## Provided text
Alum Credits SEE for Jump-starting Entertainment Career With New Kids on the Block, Lea Michele and More
Photo by Jeremy Kiggundu
Jared Paul ’99 was still learning the ins and outs of sound and lighting when he helped produce his first SEE concert at Stamp Student Union. The sold-out 1997 show by the ska punk band, the Mighty Mighty Bosstones, was an “exciting and terrifying” day one for him in the music industry, he recalls.
Last month, he stepped into the Grand Ballroom for another sold-out performance—by Big Time Rush (BTR)—but in a very different role, as manager of the boy band and other major acts and tours.
“It was amazing to be back,” Paul said. “That’s a really big full-circle event.”
Today, Paul manages not only the former Nickelodeon stars, but also New Kids on the Block and former “Glee” star Lea Michele through his company, Faculty Management and Productions. He’s also the mastermind behind the touring productions of “So You Think You Can Dance” and “Dancing With the Stars” (DWTS), and created the viral and endlessly Instagrammable Happy Place, a whimsical pop-up experience.
His artists have played in some of the biggest venues around the world—but when he was searching for a more intimate performance space for BTR before they embarked on their summer tour, he turned to his alma mater.

## Study material
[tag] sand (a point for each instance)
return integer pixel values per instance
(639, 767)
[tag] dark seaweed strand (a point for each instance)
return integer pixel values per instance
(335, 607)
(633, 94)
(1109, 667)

## Work to complete
• 1. Translate this sentence from the article about Jared Paul into Spanish: "Last month, he stepped into the Grand Ballroom for another sold-out performance—by Big Time Rush (BTR)—but in a very different role, as manager of the boy band and other major acts and tours."
• 2. Carry the article about Jared Paul forward from its last sentence.

## Answers
• 1. El mes pasado, entró en el Grand Ballroom para otra actuación con las entradas agotadas —de Big Time Rush (BTR)—, pero en un papel muy distinto: como mánager de la banda de chicos y de otros grandes artistas y giras.

• 2.
“It was one of those, ‘What are you doing in a week?’ situations,” he
said, when he contacted Student Entertainment Events (SEE). The
surprise concert was free to UMD students, and more than 800 enjoyed the
acoustic show, where the band even pulled him on stage.
He entrusted the last-minute plans to SEE because the student org is where Paul first took on big responsibilities. He went from knowing nothing about booking and catering to bringing in stars as big as Bob Dylan, Run-DMC and Jon Stewart to campus. As the theatre major worked his way up to SEE president, he also developed confidence—and industry connections.
“People and promoters I reached out to as a student, I literally still do business with today,” he said.
After graduating, Paul joined the events team at Capital One Arena, and within two years was director of entertainment, booking all concerts and special events at the 20,000-seat venue. But he found himself seeking a more creative outlet, working more directly with artists to create their shows, rather than executing someone else’s vision.
A chance meeting with famed entertainment executive Irving Azoff—named Billboard’s most powerful person in the music industry in 2012—led Paul to “chase down” the opportunity. Azoff offered him a job at his company, so Paul packed up for Los Angeles, where he worked with the likes of Christina Aguilera and Journey before striking out on his own in 2015.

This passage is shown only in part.